- [GOAL] Reproduce the entries word for word, starting at the line that contains "In this exercise you will mark the dark" and continuing through the last line of the entries.

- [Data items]
* * *

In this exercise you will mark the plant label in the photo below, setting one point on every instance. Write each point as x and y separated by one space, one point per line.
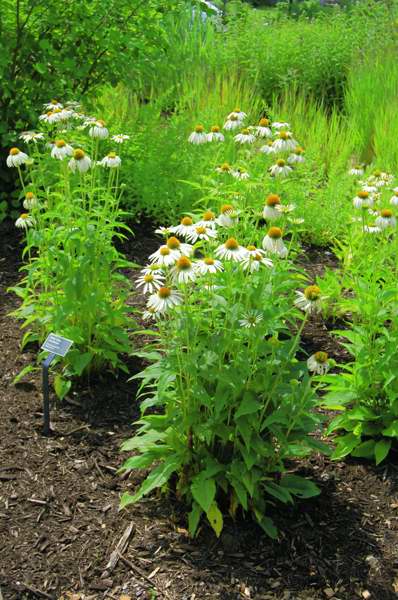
56 344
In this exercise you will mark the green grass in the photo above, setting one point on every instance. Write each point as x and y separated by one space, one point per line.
299 70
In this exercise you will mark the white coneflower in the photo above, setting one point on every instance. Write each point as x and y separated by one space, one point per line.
227 217
111 161
184 270
65 114
268 148
239 173
356 170
80 161
318 363
310 300
149 314
120 138
285 209
245 137
184 227
201 232
237 113
280 169
362 199
72 104
150 282
231 250
215 135
198 136
394 198
263 128
24 221
371 229
224 168
386 219
165 231
380 178
51 117
61 149
16 158
88 121
31 136
372 189
30 201
98 130
164 256
254 259
296 220
176 246
232 123
281 125
52 105
269 211
296 156
285 142
152 268
208 265
251 319
208 219
273 242
164 299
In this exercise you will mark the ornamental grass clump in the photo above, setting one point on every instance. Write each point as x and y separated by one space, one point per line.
364 391
72 284
227 405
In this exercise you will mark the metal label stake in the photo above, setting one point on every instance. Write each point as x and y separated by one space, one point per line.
56 345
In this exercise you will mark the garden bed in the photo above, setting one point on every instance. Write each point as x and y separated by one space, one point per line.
59 519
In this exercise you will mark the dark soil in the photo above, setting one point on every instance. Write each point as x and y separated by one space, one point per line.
59 496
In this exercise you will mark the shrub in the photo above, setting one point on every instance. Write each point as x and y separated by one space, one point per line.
68 51
234 405
72 283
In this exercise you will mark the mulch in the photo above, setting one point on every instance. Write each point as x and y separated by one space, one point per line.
61 531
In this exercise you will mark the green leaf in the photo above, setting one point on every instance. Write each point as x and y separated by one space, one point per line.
137 462
194 518
364 450
215 518
158 477
248 406
79 361
299 486
61 386
382 448
345 445
361 413
278 492
338 400
240 492
204 491
391 430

* * *

- [OUTPUT FOR THIS TASK]
In this exercise you will mark the dark soil in the photo above, setting one point on every instance. Write each point as x and y separated by one space, one point per line.
59 496
In this exercise you will mark the shrub in the photo above, setting one point on every instance. Write each point as x and y separated by one space, one point per line.
68 51
234 405
72 283
In this exercise you will mark the mulch in the photo above, setting one point on every instance. Write each point as x and y separated by one space, one point per line.
61 531
In this exercise you will mark the green leaf in the photo above, setting one point on every instance. Write each point as x and y separated by one space, one point per line.
137 462
194 518
364 450
215 518
158 477
248 406
79 361
299 486
61 386
382 448
345 445
361 413
278 492
338 400
240 492
204 491
391 430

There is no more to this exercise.